## Exercise task A
From the Maladum weapons passage, reproduce word for word the part that opens with the words containing "Beyond the basics" and closes with "in harm’s way.".
## Exercise task B
According to the Maladum weapons passage, how many different token sizes does Maladum now have?
## Exercise task C
Name every weapon ability that the Maladum weapons passage lists as an example under "Some examples:".

## Document excerpt
◆ ◆ ◆ ◆

Before we add any rules, at the most basic level we can vary the number of dice they roll. On a more subtle level we can physically change the size of the token. Core Space veterans will know that one of the most valuable resources to manage in the game is your inventory – how much space you allocate to the items you need for fighting, and how much you keep available for objectives and loot! Maladum now has five different token sizes, so players will need to carefully weigh up the benefits of carrying large powerful weapons or a combination of smaller ones, or saving space for spoils!
Beyond the basics we can start to add abilities to weapons. We are conscious that as Core Space has developed over time, the number of special rules on the equipment can be unwieldy for new players. With Maladum we’ve stuck to a more limited set of common abilities. By applying these same abilities to weapons in different combinations we can offer lots of interesting choice and flavour without too much to learn. Some examples:
- Bludgeoning weapons can stun targets, causing them to miss their next turn, or can knock targets back.
- Poison will gradually leech the life from an enemy, even when your initial attack wasn’t enough to cause damage.
- Reach allows melee attacks to be made from a distance, so you can engage your enemies with weapons such as spears without putting yourself in harm’s way.
- Sharp offers a chance to wound enemies, slowing them down and causing longer term damage.
- Cumbersome weapons can be hard to swing and your attacks with them will be limited if you roll a blunder (the ! on the die).
One of the reasons Core Space has lots of special rules is because there is a limit to how much we can vary the statistics. It can be very difficult to take down heavily armoured targets without making weapons overly unbalanced, hence the need for special rules. Key to making this new system of common abilities work smoothly in Maladum is the ‘critical hit’. If the double hit icon is rolled on the blue combat die, the critical hit often applies additional effects to the attack regardless of whether damage is caused. Wounding or Poisoning an enemy are perfect examples of this. Stabbing a Crag Troll with your tiny dagger probably won’t cause it much trouble, but get some poison into its bloodstream or slice a vital tendon and you’ll eventually be able to bring it down. Stunning an enemy on the other hand can prevent it attacking you while your stronger party members can come to help.
Combos and Choices
All of this has been supported with new and amended Skills. Some Skills allow easier access to weapon abilities, such as ignoring the Cumbersome rule, attacking as an effortless action, or increasing the chance of critical hits with certain weapons. It was really important for us to not only make melee combat mechanically viable, but also offer interesting tactical choices for the players. As each enemy approaches, Maladum players will need to work out the best combination of skills and effects available to take them down.

◆ ◆ ◆ ◆

## Records provided
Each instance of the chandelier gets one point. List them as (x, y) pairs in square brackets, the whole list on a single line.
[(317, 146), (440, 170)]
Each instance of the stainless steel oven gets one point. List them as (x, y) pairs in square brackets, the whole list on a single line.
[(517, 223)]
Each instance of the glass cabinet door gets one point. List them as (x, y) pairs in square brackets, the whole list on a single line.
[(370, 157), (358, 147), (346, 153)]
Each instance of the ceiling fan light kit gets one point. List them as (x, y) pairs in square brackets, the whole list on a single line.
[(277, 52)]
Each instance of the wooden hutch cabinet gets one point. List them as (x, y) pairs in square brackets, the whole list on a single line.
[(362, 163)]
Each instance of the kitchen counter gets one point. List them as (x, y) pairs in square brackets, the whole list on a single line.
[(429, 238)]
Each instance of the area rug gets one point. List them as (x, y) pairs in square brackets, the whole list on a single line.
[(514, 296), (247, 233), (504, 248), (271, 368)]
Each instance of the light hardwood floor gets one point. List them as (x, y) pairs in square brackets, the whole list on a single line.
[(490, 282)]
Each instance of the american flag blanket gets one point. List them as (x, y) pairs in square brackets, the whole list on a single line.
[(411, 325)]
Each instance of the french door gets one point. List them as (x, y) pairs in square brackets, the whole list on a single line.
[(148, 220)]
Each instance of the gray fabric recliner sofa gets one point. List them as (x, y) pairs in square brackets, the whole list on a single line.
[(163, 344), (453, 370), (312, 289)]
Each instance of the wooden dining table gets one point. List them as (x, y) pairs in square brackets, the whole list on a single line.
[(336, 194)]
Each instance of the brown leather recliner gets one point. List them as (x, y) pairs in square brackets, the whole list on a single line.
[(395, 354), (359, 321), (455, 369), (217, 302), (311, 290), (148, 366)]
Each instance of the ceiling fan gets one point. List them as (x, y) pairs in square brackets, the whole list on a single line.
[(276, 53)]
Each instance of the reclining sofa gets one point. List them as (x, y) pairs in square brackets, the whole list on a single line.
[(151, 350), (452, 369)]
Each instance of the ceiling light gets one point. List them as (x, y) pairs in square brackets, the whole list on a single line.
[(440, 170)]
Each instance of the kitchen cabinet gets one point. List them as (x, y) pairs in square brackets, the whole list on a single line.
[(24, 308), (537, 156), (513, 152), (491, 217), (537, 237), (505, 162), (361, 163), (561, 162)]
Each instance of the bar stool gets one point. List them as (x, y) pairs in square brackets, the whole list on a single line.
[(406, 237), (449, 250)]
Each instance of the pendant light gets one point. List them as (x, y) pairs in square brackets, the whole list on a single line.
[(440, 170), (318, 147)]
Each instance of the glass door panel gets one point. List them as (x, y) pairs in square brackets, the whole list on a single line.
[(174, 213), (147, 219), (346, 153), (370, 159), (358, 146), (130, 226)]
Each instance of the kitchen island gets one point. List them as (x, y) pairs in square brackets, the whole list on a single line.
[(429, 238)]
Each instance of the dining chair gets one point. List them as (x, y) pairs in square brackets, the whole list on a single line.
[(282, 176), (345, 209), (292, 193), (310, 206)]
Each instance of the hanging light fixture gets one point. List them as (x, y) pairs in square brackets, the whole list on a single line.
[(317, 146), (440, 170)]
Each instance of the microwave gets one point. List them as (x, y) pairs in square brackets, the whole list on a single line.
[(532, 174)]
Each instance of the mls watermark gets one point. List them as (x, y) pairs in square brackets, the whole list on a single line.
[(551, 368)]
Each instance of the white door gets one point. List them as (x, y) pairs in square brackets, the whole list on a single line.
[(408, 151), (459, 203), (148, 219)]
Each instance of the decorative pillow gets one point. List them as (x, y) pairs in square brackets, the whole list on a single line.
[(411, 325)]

◆ ◆ ◆ ◆

## Right answer A
Beyond the basics we can start to add abilities to weapons. We are conscious that as Core Space has developed over time, the number of special rules on the equipment can be unwieldy for new players. With Maladum we’ve stuck to a more limited set of common abilities. By applying these same abilities to weapons in different combinations we can offer lots of interesting choice and flavour without too much to learn. Some examples:
- Bludgeoning weapons can stun targets, causing them to miss their next turn, or can knock targets back.
- Poison will gradually leech the life from an enemy, even when your initial attack wasn’t enough to cause damage.
- Reach allows melee attacks to be made from a distance, so you can engage your enemies with weapons such as spears without putting yourself in harm’s way.

## Right answer B
Five.

## Right answer C
- Bludgeoning
- Poison
- Reach
- Sharp
- Cumbersome